Write the next part of the MetaPhlAn 4 forum thread, continuing after its final post.

**Study text**.

%%

Evaluation of the MetaPhlAn 4 vOct22 in comparison with the previous vJan21 database using real metagenomes from multiple sources. We evaluated the SGB richness reported by MetaPhlAn 4 using the original vJan21 and the latest vOct22 databases on real metagenomic samples from diverse environments. The number of kSGBs per sample tended to decrease due to 1,550 kSGBs in vJan21 that were relabelled as uSGBs in vOct22. NHP = Non-human primates, W = Westernized, NW = non-Westernized, F. food = Fermented food.

How to perform a fresh install of MetaPhlAn 4

1 Like

The GTDB taxonomic assignment for vOct22 is already available for download here: MetaPhlAn/mpa_vOct22_CHOCOPhlAnSGB_202212_SGB2GTDB.tsv at master · biobakery/MetaPhlAn · GitHub
It will be included by default within the MetaPhlAn package in the next version (4.0.6)

Hi, and thanks for your great software, including the update to MetaPhlan 4. It works wonderfully on our Illumina miseq data.

I was wondering if nanopore (r10.4, q20+) metagenomic data is supported?

When we try to use Metaphlan4 to get a taxonomic profile of our metagenome, we run out of memory. I have dropped the number of cores to 1, and subsetted my reads down to mi-seq size, ~15 gig. I still max out the memory I have (128 gig). I think this because bowtie2 isn’t really optimized for the longer reads…not sure.

Hi @danchurch
Unfortunately, the current version of MetaPhlAn 4 does not support (and has never been tested) on long-reads metagenomics data.

An advantage of the database containing metagenome-assembled genomes is that the increase in completeness would mean an increase in accuracy of estimated proportions. However, a disadvantage would be that the results would be less comparable to 16S sequencing data, since most metagenome-assembled genomes do not have the 16S gene sequence determined.

Is this database supporting viruses and eukaryotes? I have samples that previously had eukaryote and virus content with Metaphlan3 that I do not see in Metaphlan4. Thanks.

Hi @Theo_Allnutt
The new database contains the same eukaryotic markers as in metaphlan 3, but it does not include yet viral markers.

Could you release the Phylogenetic tree corresponding to the Oct database please ?

%%

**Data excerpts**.
%%

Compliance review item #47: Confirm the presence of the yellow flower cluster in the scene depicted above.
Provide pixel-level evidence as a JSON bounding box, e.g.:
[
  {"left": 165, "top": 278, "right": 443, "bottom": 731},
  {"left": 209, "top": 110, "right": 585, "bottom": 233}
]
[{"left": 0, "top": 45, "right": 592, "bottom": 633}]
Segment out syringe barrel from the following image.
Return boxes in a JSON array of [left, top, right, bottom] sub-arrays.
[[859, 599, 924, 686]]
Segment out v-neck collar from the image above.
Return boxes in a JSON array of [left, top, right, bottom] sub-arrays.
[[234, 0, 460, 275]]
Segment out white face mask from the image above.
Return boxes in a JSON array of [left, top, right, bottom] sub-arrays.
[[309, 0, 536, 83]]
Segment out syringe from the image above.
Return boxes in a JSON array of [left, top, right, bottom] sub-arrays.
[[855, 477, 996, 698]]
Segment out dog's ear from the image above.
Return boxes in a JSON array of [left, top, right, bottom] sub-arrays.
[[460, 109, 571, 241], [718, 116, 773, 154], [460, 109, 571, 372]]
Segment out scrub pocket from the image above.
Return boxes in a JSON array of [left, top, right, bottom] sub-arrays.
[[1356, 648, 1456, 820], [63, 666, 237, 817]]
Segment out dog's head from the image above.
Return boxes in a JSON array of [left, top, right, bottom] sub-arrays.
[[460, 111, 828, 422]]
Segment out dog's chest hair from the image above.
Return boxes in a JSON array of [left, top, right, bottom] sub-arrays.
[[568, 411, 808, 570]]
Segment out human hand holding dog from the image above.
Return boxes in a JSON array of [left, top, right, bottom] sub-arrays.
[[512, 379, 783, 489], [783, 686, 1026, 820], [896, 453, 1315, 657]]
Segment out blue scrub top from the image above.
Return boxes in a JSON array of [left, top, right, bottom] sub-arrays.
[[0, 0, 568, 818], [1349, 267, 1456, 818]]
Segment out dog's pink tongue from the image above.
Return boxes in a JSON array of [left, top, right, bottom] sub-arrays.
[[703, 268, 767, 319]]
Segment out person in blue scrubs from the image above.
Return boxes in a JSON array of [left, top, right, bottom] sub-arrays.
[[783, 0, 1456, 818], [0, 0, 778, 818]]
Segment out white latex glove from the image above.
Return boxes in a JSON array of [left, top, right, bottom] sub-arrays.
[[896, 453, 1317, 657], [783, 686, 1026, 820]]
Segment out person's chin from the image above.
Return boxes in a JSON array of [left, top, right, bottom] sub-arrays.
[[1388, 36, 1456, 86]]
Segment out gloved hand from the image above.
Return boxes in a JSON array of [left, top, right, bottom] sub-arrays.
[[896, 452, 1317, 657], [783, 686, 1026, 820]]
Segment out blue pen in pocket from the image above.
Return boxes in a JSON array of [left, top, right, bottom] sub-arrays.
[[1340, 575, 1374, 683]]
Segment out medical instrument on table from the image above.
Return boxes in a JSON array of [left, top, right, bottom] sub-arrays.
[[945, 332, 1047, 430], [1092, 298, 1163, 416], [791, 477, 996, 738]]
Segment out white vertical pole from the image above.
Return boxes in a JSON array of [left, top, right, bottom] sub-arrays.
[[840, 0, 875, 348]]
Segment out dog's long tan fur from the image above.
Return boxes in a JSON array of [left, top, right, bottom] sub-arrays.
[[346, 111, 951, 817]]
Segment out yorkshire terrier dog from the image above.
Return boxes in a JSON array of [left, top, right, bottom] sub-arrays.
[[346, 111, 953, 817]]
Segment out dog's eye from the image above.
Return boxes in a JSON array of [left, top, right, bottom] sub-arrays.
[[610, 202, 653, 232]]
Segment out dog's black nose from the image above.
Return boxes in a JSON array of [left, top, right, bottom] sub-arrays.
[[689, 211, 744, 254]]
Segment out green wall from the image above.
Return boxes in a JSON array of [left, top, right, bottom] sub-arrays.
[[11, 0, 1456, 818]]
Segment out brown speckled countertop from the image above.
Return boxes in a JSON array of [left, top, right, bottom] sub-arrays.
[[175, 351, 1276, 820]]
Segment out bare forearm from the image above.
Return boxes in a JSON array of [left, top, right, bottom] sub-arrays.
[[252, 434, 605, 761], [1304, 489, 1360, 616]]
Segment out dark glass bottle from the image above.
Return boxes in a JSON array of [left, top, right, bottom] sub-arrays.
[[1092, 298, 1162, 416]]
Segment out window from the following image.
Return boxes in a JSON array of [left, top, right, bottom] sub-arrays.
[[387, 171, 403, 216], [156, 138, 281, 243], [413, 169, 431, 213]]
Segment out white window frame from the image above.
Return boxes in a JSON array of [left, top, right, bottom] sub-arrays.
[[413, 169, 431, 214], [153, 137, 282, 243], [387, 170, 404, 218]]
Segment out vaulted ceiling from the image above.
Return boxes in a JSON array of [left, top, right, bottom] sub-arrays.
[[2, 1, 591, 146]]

%%

**Exercise response**.
Humann 3.6.1 is not compatible with Oct22 is there or will there be soon a version that accepts this db?

Hi @SilasK
We just finished today the reconstruction of the oct22 phylogeny. We are currently manually checking it to see if we find any inconsistencies but we should be able to release it by the end of the week. I will keep you updated. We are also currently working in making humann3.6 compatible with the last version.

1 Like

The Oct22 phylogeny is already available here: MetaPhlAn/mpa_vOct22_CHOCOPhlAnSGB_202212.nwk at master · biobakery/MetaPhlAn · GitHub

1 Like

Thanks for the updated metaphlan database vOct22. I assume the marker-to-species file metaphlan/utils/mpa_vOct22_CHOCOPhlAnSGB_202212_SGB2GTDB.tsv is based on gtdb r207annotations. Is this correct?

A slightly difference question: any chance the GCA/GCF ids of the SGBs representatives are stored in an accessible file. I’m asking because I’m trying to map across gtdb versions. The mpa_vOct22_CHOCOPhlAnSGB_202212_SGB2GTDB.tsv file only contains the SGB linked to taxonomy.

Hi @sararp
Unfortunatelly, the sequences of the genomes used for building the metaphlan databases are not available yet to be publicly downloaded

Are they available for the older versions of the metaphlan database? Having a hard time tracking down genomes for the database with metaphlan v3.1

Hi, we know that the different clade names in the abundance level table obtained by Metaphlan contain unique SGB IDs, is it possible for me to fetch the corresponding reference sequences (.fna files) in the SGB database by using these IDs? Or is there any other way to find the standard sequence referenced by Metaphlan? Because I want to do further analysis using my own sequenced sequences and reference sequences.